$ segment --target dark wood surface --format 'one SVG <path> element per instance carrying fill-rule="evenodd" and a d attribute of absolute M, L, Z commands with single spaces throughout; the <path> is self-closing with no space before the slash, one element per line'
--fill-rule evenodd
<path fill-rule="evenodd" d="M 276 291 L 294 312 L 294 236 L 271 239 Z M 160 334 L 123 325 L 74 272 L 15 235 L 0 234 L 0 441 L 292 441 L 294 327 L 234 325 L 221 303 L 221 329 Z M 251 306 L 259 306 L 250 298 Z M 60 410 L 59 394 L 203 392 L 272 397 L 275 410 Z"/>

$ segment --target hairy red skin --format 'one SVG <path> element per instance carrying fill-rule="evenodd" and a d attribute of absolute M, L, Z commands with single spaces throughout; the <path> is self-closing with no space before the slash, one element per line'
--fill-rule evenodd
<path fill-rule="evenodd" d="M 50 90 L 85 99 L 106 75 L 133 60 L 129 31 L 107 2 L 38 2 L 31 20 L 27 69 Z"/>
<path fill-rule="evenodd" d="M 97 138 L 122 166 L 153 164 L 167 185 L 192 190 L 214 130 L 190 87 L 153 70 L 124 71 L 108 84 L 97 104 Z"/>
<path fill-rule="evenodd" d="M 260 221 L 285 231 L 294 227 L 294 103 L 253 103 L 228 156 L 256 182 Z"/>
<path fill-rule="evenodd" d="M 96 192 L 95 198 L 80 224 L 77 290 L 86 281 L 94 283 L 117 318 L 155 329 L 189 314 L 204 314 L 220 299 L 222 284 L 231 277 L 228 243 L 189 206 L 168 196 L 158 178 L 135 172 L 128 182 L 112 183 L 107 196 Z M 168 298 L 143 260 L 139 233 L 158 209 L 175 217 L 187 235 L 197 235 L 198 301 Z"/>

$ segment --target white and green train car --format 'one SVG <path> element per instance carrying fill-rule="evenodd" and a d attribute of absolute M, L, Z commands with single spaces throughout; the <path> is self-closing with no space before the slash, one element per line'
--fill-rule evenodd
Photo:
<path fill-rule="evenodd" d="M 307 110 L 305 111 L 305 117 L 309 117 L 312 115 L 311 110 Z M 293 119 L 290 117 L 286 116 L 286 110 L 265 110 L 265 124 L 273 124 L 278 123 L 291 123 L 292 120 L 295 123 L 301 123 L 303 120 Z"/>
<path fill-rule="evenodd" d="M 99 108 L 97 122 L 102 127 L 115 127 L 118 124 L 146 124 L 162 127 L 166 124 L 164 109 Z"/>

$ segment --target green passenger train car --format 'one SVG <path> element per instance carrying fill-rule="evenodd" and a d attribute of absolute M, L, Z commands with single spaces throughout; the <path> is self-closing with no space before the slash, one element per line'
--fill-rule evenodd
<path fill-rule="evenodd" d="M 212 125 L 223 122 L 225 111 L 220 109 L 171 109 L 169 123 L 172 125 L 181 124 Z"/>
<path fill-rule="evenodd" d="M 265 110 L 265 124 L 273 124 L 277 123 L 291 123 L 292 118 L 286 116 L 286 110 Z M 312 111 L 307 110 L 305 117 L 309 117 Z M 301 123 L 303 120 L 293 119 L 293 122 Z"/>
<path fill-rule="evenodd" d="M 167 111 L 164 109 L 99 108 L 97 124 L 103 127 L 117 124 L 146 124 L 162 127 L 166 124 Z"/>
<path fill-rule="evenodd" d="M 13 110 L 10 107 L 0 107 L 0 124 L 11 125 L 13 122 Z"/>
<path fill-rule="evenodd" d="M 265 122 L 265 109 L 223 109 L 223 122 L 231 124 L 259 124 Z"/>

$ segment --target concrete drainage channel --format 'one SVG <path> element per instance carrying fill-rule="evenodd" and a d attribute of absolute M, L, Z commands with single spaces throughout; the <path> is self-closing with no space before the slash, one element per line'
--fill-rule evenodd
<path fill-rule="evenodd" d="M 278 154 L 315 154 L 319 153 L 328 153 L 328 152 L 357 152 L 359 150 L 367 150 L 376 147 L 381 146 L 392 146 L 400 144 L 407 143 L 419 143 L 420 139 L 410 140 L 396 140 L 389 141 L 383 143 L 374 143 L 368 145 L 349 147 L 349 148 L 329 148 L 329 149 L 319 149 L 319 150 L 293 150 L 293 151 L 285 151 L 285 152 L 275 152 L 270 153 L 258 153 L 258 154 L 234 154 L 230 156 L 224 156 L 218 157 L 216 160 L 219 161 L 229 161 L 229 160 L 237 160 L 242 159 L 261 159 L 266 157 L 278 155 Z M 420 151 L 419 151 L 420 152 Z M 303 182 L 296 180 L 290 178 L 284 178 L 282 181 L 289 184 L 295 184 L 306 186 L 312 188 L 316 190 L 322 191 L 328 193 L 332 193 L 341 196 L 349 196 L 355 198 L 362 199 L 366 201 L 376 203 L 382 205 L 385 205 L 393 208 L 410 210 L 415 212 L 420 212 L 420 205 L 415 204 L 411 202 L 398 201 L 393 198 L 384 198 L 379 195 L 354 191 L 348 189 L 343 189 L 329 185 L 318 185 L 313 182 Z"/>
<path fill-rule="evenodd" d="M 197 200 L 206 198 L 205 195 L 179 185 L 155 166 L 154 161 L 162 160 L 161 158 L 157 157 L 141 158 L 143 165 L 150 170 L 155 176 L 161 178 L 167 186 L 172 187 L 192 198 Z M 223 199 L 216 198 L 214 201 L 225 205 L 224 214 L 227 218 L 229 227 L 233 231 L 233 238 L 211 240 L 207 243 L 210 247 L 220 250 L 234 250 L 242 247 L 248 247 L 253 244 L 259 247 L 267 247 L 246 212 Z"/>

# # # #

__EXERCISE REQUIREMENTS__.
Reproduce every record above verbatim, line for line, with no character changed.

__RESULT OF THIS TASK__.
$ segment --target dark wood surface --format 'one SVG <path> element per instance carrying fill-rule="evenodd" and a d attribute of absolute M, L, Z commands with single spaces throughout; the <path> is self-closing with no space before the slash, one element per line'
--fill-rule evenodd
<path fill-rule="evenodd" d="M 276 291 L 294 312 L 294 236 L 271 239 Z M 160 334 L 123 325 L 74 272 L 15 235 L 0 234 L 0 441 L 292 441 L 294 327 L 234 325 L 221 303 L 221 329 Z M 251 306 L 259 306 L 250 298 Z M 60 410 L 59 394 L 203 392 L 272 397 L 275 410 Z"/>

$ segment --target hairy red skin --format 'one SVG <path> element per instance carrying fill-rule="evenodd" and a d attribute of absolute M, L, Z commands with single spaces throughout; the <path> is self-closing with no space before the slash, one element per line'
--fill-rule evenodd
<path fill-rule="evenodd" d="M 50 90 L 85 99 L 106 75 L 133 60 L 129 31 L 107 2 L 38 2 L 31 20 L 27 69 Z"/>
<path fill-rule="evenodd" d="M 97 138 L 122 166 L 153 164 L 167 185 L 192 190 L 214 130 L 190 87 L 153 70 L 124 71 L 108 84 L 97 104 Z"/>
<path fill-rule="evenodd" d="M 260 221 L 285 231 L 294 227 L 294 103 L 253 103 L 228 156 L 256 182 Z"/>
<path fill-rule="evenodd" d="M 96 192 L 95 198 L 80 224 L 77 290 L 86 281 L 94 283 L 117 318 L 155 329 L 189 314 L 204 314 L 220 299 L 222 284 L 231 277 L 228 243 L 189 206 L 168 196 L 158 178 L 135 172 L 128 182 L 112 183 L 107 196 Z M 168 298 L 143 260 L 139 233 L 158 209 L 175 217 L 187 235 L 197 235 L 198 301 Z"/>

$ segment --target white and green train car --format 'one SVG <path> element per instance carrying fill-rule="evenodd" and a d attribute of absolute M, L, Z commands with single spaces throughout; the <path> is self-closing with no space before the slash, one element per line'
--fill-rule evenodd
Photo:
<path fill-rule="evenodd" d="M 307 110 L 305 111 L 305 117 L 309 117 L 312 115 L 311 110 Z M 293 119 L 290 117 L 286 116 L 286 110 L 265 110 L 265 124 L 273 124 L 278 123 L 291 123 L 292 120 L 295 123 L 301 123 L 303 120 Z"/>
<path fill-rule="evenodd" d="M 99 108 L 97 122 L 102 127 L 115 127 L 118 124 L 146 124 L 162 127 L 166 124 L 164 109 Z"/>

$ segment --target green passenger train car --format 'one SVG <path> element per instance carrying fill-rule="evenodd" and a d attribute of absolute M, L, Z commands with single spaces throughout; the <path> is self-closing with no space before the slash, one element per line'
--fill-rule evenodd
<path fill-rule="evenodd" d="M 212 125 L 223 122 L 225 111 L 220 109 L 171 109 L 169 123 L 172 125 L 181 124 Z"/>
<path fill-rule="evenodd" d="M 265 110 L 265 124 L 273 124 L 277 123 L 291 123 L 292 118 L 286 116 L 286 110 Z M 312 111 L 307 110 L 305 117 L 309 117 Z M 301 123 L 303 120 L 293 119 L 293 122 Z"/>
<path fill-rule="evenodd" d="M 167 111 L 164 109 L 99 108 L 97 124 L 103 127 L 117 124 L 146 124 L 162 127 L 166 124 Z"/>
<path fill-rule="evenodd" d="M 13 110 L 10 107 L 0 107 L 0 124 L 11 125 L 13 122 Z"/>
<path fill-rule="evenodd" d="M 265 122 L 265 109 L 223 109 L 223 122 L 231 124 L 259 124 Z"/>

$ segment --target concrete drainage channel --format 'one SVG <path> element per instance carrying fill-rule="evenodd" and a d attribute of absolute M, L, Z commands with single spaces throughout; the <path> is self-closing with no space before the slash, one element per line'
--fill-rule evenodd
<path fill-rule="evenodd" d="M 278 154 L 315 154 L 319 153 L 328 153 L 328 152 L 357 152 L 359 150 L 367 150 L 376 147 L 381 146 L 392 146 L 400 144 L 407 143 L 419 143 L 420 139 L 410 140 L 396 140 L 389 141 L 383 143 L 374 143 L 368 145 L 349 147 L 349 148 L 329 148 L 329 149 L 319 149 L 319 150 L 293 150 L 293 151 L 285 151 L 285 152 L 275 152 L 270 153 L 258 153 L 258 154 L 234 154 L 230 156 L 224 156 L 218 157 L 216 160 L 219 161 L 229 161 L 229 160 L 237 160 L 242 159 L 261 159 L 266 157 L 278 155 Z M 420 151 L 419 151 L 420 152 Z M 303 182 L 296 180 L 290 178 L 284 178 L 282 181 L 289 184 L 295 184 L 306 186 L 312 188 L 316 190 L 322 191 L 328 193 L 332 193 L 341 196 L 349 196 L 355 198 L 362 199 L 366 201 L 376 203 L 382 205 L 385 205 L 393 208 L 410 210 L 415 212 L 420 212 L 420 205 L 415 204 L 411 202 L 398 201 L 393 198 L 384 198 L 379 195 L 354 191 L 348 189 L 343 189 L 329 185 L 318 185 L 313 182 Z"/>
<path fill-rule="evenodd" d="M 197 200 L 206 198 L 205 195 L 179 185 L 155 166 L 154 161 L 162 160 L 161 158 L 157 157 L 141 158 L 143 165 L 150 170 L 155 176 L 161 178 L 167 186 L 172 187 L 192 198 Z M 223 199 L 216 198 L 214 201 L 225 205 L 224 214 L 227 218 L 229 227 L 233 231 L 233 238 L 211 240 L 207 243 L 210 247 L 220 250 L 234 250 L 242 247 L 248 247 L 253 244 L 259 247 L 267 247 L 246 212 Z"/>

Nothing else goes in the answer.